Her şey boş,
Her şey hoş,
Dolu sanılan her bir şey bomboş…
Oruç Ramazan'a geliyor…
Hep böyleydi, böyle oluyor ve böyle olmaya devam edecek…
Yani?
Yani, filler tepişecek çimler ezilecek!
Yani, canı çıkan yine altta kalan olacak!
Siyaset…
Bir tiyatro oyunu,
Bir müsamere…
Seyirci oyunun büyüsüne kapılır,
Oyuncu ise oynadığı oyunun, yaptığı rolün…
Seyirci, oyunu gerçek sandığı ölçüde oyunun içine girer,
Oyuncu ise sahici olabildiği ölçüde oyunun rantına erer…
Ama işin sonunda,
Kötü karakter de, iyi karakter de,
Mazlum da, zalim de,
Yenen de yenilen de aynı araca biner ve gider…
Seyirci ne eder?

● ● ●

[Alıştırma 1]: Siyaset üzerine olan metinde "Yani, filler tepişecek" ifadesinden başlayıp "Seyirci ne eder?" ifadesi de dahil olmak üzere o noktaya kadar uzanan bölümü hiç değiştirmeden geri ver.
[Alıştırma 2]: Kayıtlarda "rhino" dizesini içeren satırların hepsini geri ver. Büyük-küçük harf ayrımı önemlidir.

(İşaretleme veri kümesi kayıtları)
● ● ●

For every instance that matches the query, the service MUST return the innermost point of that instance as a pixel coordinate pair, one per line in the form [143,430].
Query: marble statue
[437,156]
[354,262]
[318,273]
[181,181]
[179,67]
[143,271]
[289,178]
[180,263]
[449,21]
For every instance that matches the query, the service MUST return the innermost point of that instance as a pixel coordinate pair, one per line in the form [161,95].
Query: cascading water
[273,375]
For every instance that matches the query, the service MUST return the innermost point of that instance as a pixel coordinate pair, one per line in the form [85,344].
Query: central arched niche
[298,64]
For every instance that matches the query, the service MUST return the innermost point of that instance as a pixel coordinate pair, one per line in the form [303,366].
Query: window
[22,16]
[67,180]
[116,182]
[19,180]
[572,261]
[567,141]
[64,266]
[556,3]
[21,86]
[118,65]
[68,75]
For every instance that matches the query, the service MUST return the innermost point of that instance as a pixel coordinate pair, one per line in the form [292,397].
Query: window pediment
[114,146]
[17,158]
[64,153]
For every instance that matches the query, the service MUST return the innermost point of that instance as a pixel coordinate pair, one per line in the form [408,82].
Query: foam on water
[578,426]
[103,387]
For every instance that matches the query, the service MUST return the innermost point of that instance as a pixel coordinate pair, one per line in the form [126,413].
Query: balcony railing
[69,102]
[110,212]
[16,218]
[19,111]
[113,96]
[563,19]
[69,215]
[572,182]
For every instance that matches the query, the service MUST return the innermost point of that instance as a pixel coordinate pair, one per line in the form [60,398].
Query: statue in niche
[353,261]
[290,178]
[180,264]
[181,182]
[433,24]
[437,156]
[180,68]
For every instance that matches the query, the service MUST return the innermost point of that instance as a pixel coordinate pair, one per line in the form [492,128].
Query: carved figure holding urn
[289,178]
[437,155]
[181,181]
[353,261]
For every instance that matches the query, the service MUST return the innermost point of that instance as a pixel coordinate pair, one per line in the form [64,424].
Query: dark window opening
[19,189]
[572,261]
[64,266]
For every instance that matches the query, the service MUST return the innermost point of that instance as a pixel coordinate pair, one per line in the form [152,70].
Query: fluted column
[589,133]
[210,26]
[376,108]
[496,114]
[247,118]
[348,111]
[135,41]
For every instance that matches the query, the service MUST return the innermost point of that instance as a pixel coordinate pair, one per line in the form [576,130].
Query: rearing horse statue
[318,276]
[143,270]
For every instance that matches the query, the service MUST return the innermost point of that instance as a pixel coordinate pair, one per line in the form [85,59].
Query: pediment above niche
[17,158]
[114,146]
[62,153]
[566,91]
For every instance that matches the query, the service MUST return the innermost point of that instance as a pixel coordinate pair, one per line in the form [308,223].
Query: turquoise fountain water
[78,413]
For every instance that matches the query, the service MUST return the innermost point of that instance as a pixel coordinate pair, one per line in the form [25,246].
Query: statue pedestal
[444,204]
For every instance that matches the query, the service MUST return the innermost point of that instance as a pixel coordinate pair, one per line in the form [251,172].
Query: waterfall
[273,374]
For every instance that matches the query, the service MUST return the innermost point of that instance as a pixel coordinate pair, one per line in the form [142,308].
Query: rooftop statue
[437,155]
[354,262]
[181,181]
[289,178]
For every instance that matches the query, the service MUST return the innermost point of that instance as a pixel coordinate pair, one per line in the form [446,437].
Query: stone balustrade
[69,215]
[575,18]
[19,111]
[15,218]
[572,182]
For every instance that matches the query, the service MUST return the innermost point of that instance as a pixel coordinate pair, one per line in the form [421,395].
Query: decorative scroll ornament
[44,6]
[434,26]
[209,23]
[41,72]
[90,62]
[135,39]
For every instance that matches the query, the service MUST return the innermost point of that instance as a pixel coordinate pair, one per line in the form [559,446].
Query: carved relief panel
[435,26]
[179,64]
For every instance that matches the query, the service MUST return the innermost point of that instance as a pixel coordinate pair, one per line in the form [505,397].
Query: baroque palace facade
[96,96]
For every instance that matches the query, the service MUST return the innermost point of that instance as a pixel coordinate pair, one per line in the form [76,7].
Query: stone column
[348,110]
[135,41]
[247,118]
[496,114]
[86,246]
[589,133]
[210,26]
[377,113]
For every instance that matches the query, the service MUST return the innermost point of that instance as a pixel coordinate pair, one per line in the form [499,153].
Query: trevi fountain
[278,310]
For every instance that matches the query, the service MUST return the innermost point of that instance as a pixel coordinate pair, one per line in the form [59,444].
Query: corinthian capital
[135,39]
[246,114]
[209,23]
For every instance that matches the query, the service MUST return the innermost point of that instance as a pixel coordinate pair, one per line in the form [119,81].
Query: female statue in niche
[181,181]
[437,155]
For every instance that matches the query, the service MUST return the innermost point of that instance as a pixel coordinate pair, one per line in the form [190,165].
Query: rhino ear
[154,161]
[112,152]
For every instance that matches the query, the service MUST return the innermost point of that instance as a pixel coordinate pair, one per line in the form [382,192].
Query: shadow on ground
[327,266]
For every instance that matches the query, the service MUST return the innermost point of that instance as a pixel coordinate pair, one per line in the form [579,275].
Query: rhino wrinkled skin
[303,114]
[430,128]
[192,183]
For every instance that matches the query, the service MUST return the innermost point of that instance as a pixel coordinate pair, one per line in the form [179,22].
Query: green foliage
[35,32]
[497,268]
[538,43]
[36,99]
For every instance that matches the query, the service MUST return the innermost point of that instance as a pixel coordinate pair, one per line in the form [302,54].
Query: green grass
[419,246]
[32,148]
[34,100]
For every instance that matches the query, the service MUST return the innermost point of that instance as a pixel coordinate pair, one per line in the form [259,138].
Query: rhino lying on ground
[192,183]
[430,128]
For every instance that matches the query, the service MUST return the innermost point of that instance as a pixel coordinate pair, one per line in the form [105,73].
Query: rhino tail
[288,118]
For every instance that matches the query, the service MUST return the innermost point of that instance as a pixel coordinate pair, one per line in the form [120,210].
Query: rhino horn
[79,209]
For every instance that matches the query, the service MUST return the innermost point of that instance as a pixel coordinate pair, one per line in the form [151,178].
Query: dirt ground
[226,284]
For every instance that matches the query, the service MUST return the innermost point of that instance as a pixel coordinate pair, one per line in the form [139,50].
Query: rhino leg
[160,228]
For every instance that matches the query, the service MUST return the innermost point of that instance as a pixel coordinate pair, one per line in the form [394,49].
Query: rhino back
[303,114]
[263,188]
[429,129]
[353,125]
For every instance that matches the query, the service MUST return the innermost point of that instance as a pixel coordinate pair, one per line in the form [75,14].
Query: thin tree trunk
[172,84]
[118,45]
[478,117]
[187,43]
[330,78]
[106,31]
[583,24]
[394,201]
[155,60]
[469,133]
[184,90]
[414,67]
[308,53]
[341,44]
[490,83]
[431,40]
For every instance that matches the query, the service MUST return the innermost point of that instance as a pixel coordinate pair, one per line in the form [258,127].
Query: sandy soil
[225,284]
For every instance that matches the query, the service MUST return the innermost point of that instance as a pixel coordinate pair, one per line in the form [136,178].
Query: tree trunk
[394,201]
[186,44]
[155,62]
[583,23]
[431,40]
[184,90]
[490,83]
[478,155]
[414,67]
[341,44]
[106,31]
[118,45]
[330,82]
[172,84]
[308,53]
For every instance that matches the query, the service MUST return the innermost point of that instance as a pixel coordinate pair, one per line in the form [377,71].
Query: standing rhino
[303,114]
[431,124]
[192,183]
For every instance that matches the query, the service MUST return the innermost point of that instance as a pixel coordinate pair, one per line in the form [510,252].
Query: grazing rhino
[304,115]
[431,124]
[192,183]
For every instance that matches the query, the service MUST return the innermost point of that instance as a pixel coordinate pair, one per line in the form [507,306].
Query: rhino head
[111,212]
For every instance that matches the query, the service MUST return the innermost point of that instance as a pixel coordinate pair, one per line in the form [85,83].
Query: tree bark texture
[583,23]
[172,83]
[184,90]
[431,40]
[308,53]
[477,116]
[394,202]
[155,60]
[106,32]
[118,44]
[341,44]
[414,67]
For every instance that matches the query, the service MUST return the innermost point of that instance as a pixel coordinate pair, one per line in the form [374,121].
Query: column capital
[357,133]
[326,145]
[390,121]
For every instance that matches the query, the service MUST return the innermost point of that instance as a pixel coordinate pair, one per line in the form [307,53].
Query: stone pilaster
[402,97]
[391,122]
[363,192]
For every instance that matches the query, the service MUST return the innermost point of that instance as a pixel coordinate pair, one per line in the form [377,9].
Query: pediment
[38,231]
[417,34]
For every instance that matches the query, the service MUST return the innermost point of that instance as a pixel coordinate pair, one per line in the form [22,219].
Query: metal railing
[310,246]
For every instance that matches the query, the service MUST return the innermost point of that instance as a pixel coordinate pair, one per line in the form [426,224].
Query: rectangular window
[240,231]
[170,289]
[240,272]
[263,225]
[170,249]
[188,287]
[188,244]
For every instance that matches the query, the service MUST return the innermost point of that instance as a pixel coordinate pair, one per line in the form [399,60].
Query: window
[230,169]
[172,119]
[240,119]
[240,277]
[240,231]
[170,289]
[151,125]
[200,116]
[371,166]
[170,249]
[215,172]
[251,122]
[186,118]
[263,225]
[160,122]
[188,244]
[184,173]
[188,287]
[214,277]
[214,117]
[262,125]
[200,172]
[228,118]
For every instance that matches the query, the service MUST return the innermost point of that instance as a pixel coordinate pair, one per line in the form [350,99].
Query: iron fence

● ● ●

[Doğru cevap 1]:
Yani, filler tepişecek çimler ezilecek!
Yani, canı çıkan yine altta kalan olacak!
Siyaset…
Bir tiyatro oyunu,
Bir müsamere…
Seyirci oyunun büyüsüne kapılır,
Oyuncu ise oynadığı oyunun, yaptığı rolün…
Seyirci, oyunu gerçek sandığı ölçüde oyunun içine girer,
Oyuncu ise sahici olabildiği ölçüde oyunun rantına erer…
Ama işin sonunda,
Kötü karakter de, iyi karakter de,
Mazlum da, zalim de,
Yenen de yenilen de aynı araca biner ve gider…
Seyirci ne eder?

[Doğru cevap 2]:
Query: rhino ear
Query: rhino wrinkled skin
Query: rhino lying on ground
Query: rhino tail
Query: rhino horn
Query: rhino leg
Query: rhino back
Query: standing rhino
Query: grazing rhino
Query: rhino head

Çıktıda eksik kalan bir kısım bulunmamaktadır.